Please copy every record exactly as it is written.

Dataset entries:
□ □ □ □ □

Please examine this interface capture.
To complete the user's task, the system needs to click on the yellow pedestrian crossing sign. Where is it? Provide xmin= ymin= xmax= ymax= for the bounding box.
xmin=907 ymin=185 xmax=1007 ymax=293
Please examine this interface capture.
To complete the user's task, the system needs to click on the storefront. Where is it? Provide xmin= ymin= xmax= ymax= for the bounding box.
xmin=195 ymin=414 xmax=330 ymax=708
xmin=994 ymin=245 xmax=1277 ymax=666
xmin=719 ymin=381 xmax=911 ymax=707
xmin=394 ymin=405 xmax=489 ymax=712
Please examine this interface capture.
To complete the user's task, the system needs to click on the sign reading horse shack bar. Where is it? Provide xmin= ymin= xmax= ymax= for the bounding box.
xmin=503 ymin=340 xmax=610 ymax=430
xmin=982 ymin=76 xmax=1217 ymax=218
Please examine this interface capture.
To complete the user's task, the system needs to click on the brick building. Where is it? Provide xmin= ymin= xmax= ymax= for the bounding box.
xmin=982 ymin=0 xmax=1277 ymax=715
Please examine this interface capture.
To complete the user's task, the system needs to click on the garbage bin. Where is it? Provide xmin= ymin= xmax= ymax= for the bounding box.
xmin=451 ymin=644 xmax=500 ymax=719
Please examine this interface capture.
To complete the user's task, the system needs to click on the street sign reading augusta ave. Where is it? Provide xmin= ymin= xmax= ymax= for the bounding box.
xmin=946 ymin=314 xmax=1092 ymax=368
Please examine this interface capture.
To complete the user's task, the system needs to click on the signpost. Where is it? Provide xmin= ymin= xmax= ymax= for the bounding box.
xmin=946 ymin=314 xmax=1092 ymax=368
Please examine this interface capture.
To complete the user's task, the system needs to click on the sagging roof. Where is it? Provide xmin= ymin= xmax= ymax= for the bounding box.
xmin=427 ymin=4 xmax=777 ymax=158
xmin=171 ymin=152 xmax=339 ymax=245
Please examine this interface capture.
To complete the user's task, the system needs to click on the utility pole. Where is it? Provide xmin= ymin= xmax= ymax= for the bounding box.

□ □ □ □ □

◆ **Task solution**:
Please examine this interface capture.
To complete the user's task, the system needs to click on the yellow pedestrian crossing sign. Where is it? Provide xmin= ymin= xmax= ymax= for the bounding box.
xmin=907 ymin=185 xmax=1007 ymax=293
Please examine this interface capture.
To complete the user's task, the system needs to click on the storefront. Where is it? Provide xmin= ymin= xmax= ymax= for the bounding box.
xmin=195 ymin=414 xmax=330 ymax=708
xmin=994 ymin=245 xmax=1277 ymax=666
xmin=719 ymin=381 xmax=911 ymax=707
xmin=394 ymin=405 xmax=489 ymax=712
Please examine this interface capture.
To complete the user's task, the system needs to click on the sign reading horse shack bar. Where is it? Provide xmin= ymin= xmax= ymax= for the bounding box.
xmin=503 ymin=340 xmax=610 ymax=430
xmin=982 ymin=76 xmax=1217 ymax=218
Please examine this interface capture.
To complete the user's task, the system needs to click on the brick building. Where is it? Provide xmin= ymin= xmax= ymax= for the bounding box.
xmin=982 ymin=0 xmax=1277 ymax=715
Please examine this interface capture.
To complete the user's task, the system needs to click on the garbage bin. Where is it? Provide xmin= ymin= xmax= ymax= for the bounding box.
xmin=451 ymin=644 xmax=500 ymax=719
Please examine this interface capture.
To complete the user's task, the system needs to click on the street sign reading augusta ave. Where is it? Provide xmin= ymin= xmax= ymax= for the bounding box.
xmin=946 ymin=314 xmax=1092 ymax=368
Please examine this interface capture.
To complete the user's task, the system needs to click on the signpost. Where is it? Provide xmin= ymin= xmax= ymax= for the bounding box.
xmin=946 ymin=314 xmax=1092 ymax=368
Please examine this interface capture.
To complete the user's task, the system needs to click on the sagging roof. Where is it? Provide xmin= ymin= xmax= ymax= for the bounding box.
xmin=427 ymin=4 xmax=777 ymax=158
xmin=171 ymin=152 xmax=339 ymax=245
Please examine this interface capture.
To complete the user's task, the system needs to click on the utility pole. Where is it? Provide xmin= ymin= xmax= ymax= for the bounding box.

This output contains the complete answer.